# start of Data provided

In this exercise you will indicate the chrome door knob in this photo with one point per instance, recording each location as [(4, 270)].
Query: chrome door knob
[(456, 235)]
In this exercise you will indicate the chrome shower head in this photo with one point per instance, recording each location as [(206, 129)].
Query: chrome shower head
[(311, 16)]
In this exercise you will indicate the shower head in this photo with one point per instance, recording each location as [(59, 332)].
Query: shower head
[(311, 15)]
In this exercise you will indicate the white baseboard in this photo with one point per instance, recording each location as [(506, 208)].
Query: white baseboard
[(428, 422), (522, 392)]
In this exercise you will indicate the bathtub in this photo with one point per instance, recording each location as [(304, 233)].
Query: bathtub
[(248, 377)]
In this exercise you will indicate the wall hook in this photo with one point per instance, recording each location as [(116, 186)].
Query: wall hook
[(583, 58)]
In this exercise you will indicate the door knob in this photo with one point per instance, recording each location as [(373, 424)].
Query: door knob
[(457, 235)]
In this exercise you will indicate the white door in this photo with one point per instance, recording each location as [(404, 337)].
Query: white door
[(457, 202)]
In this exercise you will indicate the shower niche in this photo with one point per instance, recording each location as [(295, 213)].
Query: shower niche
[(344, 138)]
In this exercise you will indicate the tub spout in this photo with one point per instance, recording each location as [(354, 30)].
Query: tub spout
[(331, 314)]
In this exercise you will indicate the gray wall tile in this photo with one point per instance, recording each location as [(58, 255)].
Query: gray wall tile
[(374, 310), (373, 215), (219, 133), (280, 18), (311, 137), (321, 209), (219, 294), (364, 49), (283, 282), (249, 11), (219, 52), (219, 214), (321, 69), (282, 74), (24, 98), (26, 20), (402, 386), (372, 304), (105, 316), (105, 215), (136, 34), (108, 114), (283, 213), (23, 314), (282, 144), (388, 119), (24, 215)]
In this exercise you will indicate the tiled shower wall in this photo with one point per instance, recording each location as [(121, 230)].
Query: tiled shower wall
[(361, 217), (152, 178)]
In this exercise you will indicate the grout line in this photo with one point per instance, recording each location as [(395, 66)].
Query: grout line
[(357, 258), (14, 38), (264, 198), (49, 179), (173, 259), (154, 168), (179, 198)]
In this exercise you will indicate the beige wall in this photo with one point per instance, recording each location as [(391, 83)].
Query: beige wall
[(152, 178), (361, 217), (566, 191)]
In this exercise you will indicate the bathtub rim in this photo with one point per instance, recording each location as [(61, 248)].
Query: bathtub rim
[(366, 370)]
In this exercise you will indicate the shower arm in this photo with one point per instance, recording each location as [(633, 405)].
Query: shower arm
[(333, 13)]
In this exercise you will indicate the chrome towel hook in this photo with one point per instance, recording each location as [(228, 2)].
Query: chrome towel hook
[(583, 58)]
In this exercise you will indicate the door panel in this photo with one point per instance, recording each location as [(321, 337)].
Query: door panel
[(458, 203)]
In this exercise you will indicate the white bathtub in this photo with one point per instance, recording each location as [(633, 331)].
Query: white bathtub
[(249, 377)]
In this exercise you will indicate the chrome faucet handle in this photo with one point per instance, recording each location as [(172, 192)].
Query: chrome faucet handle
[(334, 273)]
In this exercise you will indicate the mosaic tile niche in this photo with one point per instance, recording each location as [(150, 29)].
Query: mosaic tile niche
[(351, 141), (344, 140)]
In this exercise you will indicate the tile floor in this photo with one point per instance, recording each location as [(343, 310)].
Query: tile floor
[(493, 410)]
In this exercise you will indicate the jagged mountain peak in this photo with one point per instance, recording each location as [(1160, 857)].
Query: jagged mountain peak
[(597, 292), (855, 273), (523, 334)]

# end of Data provided

What is required:
Exactly as they are written, print the entries again.

Completed task:
In this exercise you will indicate the chrome door knob in this photo with one point per instance, recording each location as [(4, 270)].
Query: chrome door knob
[(456, 235)]
In this exercise you will indicate the chrome shower head in this photo with one point per instance, recording each location as [(206, 129)].
Query: chrome shower head
[(311, 16)]
In this exercise you will indicate the shower head in this photo with one point per instance, recording each location as [(59, 332)].
Query: shower head
[(311, 15)]
In this exercise you will indicate the white baseboard in this photo with one point per instance, recording each location as [(506, 208)].
Query: white baseboard
[(428, 422), (522, 392)]
In this exercise you will indicate the bathtub in this photo with one point per instance, recording each location as [(304, 233)].
Query: bathtub
[(248, 377)]
In this exercise you will indicate the wall hook in this photo with one point per instance, recording each location as [(116, 186)].
Query: wall hook
[(583, 58)]
In this exercise you will indicate the door knob in this photo with one point per instance, recording each location as [(373, 424)].
Query: door knob
[(457, 235)]
In this exercise you will indicate the white door in this photo with one point per instance, recording each location as [(404, 337)].
Query: white door
[(457, 202)]
In this exercise you will indicate the shower niche in this photo with one point per instance, recording each location as [(295, 213)].
Query: shower niche
[(344, 138)]
In this exercise you will indicate the tub spout in this photo with one point per instance, recording each location as [(354, 30)].
Query: tub spout
[(331, 314)]
In this exercise you will indicate the gray wall tile in this photo with one point per instance, recording each location as [(58, 255)].
Query: gray wall tile
[(374, 310), (373, 215), (219, 133), (280, 18), (311, 137), (321, 209), (219, 294), (364, 49), (283, 282), (249, 11), (219, 52), (219, 214), (321, 69), (282, 74), (24, 98), (26, 20), (402, 386), (372, 304), (105, 316), (105, 215), (136, 34), (108, 114), (283, 213), (23, 314), (282, 144), (388, 119), (24, 215)]
In this exercise you will indicate the tiled shower wall in this photo with one point per instance, recording each location as [(121, 230)].
Query: tiled shower wall
[(361, 217), (152, 178)]
In this exercise you will indicate the grout line in this photo with one point per instance, recording each location as [(395, 66)].
Query: grout line
[(357, 258), (14, 38), (264, 198), (49, 179), (173, 259), (154, 168), (179, 198)]
In this exercise you will indicate the beige wall in this photo with one point per instance, recording each location as [(391, 83)].
Query: beige wall
[(152, 178), (361, 217), (566, 191)]
In this exercise you will indicate the bathtub rim in this photo with one point per instance, recording each location as [(61, 248)].
Query: bathtub rim
[(366, 370)]
In this exercise you will indicate the shower arm in this photo with one point per instance, recording each location as [(633, 405)].
Query: shower arm
[(333, 13)]
In this exercise you will indicate the chrome towel hook in this photo with one point per instance, recording each location as [(228, 2)].
Query: chrome towel hook
[(583, 58)]
In this exercise you will indicate the door panel in this photo with one point per instance, recording each location as [(321, 337)].
Query: door panel
[(458, 203)]
In this exercise you will indicate the white bathtub in this photo with one point per instance, recording each location as [(633, 331)].
Query: white bathtub
[(249, 377)]
In this exercise you will indicate the chrome faucet handle in this photo with one point per instance, recording each location as [(172, 192)].
Query: chrome faucet handle
[(334, 273)]
In this exercise you will indicate the mosaic tile niche in this photo with one point per instance, recording each location as [(150, 29)].
Query: mosaic tile niche
[(351, 141), (344, 140)]
In this exercise you will indicate the tile floor in this photo with one point per instance, recording each location as [(343, 310)].
Query: tile floor
[(493, 410)]
In this exercise you will indicate the jagged mountain peak in this photo with one point per instance, recording each location as [(1160, 857)].
Query: jagged mountain peak
[(597, 292), (855, 273), (523, 334)]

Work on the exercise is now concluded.